## [Excerpted data]

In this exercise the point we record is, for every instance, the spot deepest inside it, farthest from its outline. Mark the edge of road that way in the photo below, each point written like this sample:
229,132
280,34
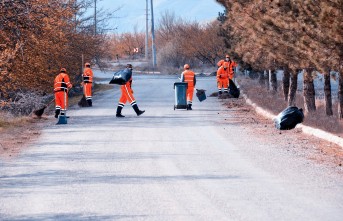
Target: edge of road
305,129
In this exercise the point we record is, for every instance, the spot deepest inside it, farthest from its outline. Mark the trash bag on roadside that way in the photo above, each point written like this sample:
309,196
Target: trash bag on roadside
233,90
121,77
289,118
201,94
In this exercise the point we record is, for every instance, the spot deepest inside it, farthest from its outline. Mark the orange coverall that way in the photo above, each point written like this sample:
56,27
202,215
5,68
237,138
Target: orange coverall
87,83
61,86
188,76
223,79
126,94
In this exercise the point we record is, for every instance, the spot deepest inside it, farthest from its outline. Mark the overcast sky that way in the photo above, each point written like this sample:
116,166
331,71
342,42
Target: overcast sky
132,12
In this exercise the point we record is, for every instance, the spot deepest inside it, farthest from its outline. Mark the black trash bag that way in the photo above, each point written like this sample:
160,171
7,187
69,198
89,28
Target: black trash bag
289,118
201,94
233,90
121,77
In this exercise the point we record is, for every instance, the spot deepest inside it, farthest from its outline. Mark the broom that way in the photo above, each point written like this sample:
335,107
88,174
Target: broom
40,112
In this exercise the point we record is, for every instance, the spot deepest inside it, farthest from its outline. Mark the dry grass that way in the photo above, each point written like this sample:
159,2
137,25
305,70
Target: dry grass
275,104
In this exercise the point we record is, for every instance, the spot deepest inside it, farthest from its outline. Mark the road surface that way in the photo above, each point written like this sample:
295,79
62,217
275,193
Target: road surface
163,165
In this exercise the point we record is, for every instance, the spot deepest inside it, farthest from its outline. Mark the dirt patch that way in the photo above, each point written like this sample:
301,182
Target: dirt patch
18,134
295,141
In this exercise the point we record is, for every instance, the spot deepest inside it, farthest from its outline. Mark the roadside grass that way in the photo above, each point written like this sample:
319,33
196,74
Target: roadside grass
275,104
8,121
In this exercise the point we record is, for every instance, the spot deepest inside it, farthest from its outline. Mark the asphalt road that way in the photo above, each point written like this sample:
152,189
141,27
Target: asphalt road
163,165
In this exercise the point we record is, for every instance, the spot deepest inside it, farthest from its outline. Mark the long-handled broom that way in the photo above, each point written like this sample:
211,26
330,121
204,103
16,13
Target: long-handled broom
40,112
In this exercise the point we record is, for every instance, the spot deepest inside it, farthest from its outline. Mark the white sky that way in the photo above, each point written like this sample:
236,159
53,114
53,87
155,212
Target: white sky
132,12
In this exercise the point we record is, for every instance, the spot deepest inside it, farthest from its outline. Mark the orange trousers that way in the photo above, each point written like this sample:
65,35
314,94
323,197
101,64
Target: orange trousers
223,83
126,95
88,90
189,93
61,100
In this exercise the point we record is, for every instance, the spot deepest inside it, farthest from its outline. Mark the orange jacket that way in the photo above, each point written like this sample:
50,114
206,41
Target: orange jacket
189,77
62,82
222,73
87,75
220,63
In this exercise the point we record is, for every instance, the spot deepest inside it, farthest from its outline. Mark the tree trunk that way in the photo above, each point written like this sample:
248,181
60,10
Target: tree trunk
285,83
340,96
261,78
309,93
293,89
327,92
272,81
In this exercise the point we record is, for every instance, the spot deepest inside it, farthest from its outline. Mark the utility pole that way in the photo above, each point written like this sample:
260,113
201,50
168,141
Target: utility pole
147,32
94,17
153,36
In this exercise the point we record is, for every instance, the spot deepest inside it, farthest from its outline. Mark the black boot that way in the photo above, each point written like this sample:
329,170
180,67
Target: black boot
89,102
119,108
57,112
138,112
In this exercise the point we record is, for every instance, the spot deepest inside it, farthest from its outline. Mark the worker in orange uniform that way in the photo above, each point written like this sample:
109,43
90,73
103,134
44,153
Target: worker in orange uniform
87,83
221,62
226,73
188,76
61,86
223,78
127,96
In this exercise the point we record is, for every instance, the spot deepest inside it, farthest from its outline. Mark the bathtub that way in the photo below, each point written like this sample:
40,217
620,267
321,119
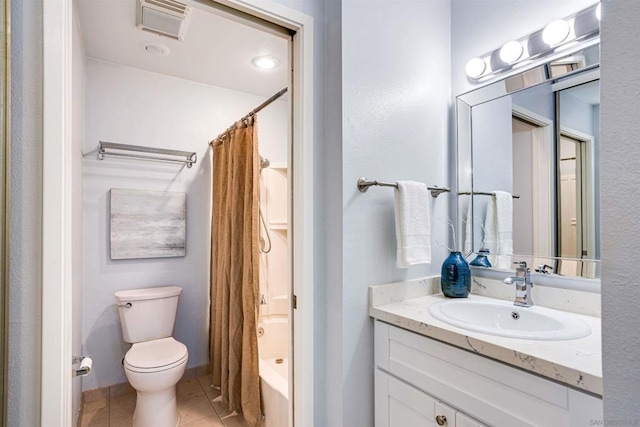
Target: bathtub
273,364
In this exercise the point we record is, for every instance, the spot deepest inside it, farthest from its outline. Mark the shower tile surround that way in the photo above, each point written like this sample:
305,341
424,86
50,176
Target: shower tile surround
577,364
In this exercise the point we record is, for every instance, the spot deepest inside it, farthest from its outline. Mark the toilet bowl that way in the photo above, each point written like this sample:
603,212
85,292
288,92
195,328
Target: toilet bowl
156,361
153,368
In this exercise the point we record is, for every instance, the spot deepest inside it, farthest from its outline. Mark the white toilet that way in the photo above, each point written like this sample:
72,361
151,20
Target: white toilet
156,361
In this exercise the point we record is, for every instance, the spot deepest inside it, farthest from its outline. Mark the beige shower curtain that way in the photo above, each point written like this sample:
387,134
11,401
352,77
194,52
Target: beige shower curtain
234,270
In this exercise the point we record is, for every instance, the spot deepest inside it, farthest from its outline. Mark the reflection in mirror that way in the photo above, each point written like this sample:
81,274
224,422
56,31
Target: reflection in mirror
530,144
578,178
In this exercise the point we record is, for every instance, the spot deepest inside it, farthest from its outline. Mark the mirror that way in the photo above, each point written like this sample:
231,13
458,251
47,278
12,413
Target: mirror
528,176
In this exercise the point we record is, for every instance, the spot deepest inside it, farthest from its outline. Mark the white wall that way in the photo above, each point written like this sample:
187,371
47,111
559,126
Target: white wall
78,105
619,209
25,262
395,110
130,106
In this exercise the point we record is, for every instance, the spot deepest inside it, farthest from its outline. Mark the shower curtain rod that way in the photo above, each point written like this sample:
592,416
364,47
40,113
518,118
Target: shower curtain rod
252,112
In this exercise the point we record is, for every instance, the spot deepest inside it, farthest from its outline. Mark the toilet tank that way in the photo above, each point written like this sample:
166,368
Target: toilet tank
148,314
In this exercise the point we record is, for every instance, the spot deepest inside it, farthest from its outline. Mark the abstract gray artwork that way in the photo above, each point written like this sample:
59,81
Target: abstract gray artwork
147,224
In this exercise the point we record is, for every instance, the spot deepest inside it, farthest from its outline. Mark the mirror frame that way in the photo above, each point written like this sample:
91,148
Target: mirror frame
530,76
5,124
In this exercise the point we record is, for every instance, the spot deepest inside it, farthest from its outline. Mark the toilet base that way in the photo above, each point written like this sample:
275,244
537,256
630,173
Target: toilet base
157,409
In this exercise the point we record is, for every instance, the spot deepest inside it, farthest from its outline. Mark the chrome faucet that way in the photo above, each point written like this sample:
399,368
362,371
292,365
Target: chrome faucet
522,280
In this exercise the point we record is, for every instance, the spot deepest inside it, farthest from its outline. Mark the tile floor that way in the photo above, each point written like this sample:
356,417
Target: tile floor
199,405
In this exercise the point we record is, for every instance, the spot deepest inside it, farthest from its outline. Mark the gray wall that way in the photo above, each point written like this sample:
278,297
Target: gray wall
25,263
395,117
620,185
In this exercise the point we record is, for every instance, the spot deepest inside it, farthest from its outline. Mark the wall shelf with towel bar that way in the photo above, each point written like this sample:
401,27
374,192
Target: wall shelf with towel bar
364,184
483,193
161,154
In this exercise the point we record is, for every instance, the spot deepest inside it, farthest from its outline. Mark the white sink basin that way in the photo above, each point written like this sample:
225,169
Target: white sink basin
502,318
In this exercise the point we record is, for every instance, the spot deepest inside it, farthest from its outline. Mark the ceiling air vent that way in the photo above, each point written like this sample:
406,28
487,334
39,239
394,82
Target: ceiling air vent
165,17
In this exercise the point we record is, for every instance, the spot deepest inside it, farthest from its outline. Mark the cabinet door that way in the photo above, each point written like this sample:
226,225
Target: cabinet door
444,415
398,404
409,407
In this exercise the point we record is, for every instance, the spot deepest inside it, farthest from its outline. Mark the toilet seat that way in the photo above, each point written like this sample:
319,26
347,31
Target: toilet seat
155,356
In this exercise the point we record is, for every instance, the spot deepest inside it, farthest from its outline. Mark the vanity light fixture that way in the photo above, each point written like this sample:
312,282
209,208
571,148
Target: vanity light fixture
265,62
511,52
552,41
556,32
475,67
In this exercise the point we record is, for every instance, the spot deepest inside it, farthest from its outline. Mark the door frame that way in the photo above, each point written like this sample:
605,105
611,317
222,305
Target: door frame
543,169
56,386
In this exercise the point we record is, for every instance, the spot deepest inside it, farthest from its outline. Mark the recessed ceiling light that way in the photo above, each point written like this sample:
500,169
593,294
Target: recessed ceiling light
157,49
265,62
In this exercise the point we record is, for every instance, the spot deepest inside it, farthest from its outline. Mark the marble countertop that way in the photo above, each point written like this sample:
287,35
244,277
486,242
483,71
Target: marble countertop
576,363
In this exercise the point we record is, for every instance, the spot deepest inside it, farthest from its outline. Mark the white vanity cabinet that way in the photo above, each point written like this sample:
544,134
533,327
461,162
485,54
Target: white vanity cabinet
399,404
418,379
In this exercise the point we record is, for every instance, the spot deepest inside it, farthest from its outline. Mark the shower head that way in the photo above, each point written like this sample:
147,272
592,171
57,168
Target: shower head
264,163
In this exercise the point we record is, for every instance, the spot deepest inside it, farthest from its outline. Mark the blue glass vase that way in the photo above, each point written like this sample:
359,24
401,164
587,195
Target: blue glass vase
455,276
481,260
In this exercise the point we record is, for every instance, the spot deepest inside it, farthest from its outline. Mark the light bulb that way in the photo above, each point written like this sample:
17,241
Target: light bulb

## [Short task]
Repeat word for word the lines running from the line containing "Mark the blue" to the end of the entries above, inclusive.

## [Output of the exercise]
In this exercise the point we record is, for every instance, the spot deepest inside it, farthest from its outline. Mark the blue glass vase that way in the photo above, each point written like this sample:
359,24
401,164
587,195
Target: blue glass vase
455,276
481,260
In this exercise the point we record is, for every instance, the spot deepest inside it, farthest from its outline. Mark the light bulb that way in the photo above, each point written like this sample:
17,241
Target: light bulb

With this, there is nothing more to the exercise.